QUOTED PASSAGE
━━━━━━━━━━

This has been on my reading queue for ages, might as well join in!

I live in Seattle (technically on the border of Bellevue and Redmond), which makes me #3 for this area. Meetups would be great, though I'm unavailable weekdays until after 7 or so.

Hi.

I've been lurking for a while, looks like. (My how time flies.) I'll throw my name in the pot of wanting more communication channels like IRC (looks like a room's setup, time to check it out!), especially less formal ones to ease transitioning to formal comments / top-level posts. The proportion of high-quality posts and comments around here seems awesomely high, but unfortunately makes it uncomfortable to just dive into. I also feel like I need to read all the sequences, in which admittedly I've made a pretty big hole so that there's not many posts left. (Currently going through quantum stuff, also picked up a copy of Feynman's QED.)

I've always thought it would be nice to have a "Frequentist-to-Bayesian" guide. Sort of a "Here's some example problems, here's how you might go about it doing frequentist methods, here's how you might go about it using Bayesian techniques." My introduction to statistics began with an AP course in high school (and I used this HyperStat source to help out), and of course they teach hypothesis testing and barely give a nod to Bayes' Theorem.

━━━━━━━━━━

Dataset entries

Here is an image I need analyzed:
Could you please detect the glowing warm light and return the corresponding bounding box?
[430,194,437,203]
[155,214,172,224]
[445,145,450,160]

━━━━━━━━━━

TASK DIRECTIONS
Please continue the forum introduction comments from their last sentence. The records were drawn from a separate source.

EXERCISE RESPONSE
While I'm not in any way an expert in simulation making, wouldn't it seem just a bit too convenient that, in all the monstrous computing power behind making the universe run, the Overlords couldn't devise a pretty clever and powerful algorithm that would have found us already? Maybe you can help me see why there would only be a crude algorithm that superintelligences should fear being caught by, and why they wouldn't have considered themselves caught already.

Apart from this, I'm in agreement with other commenters that a stronger argument is the vastness of space.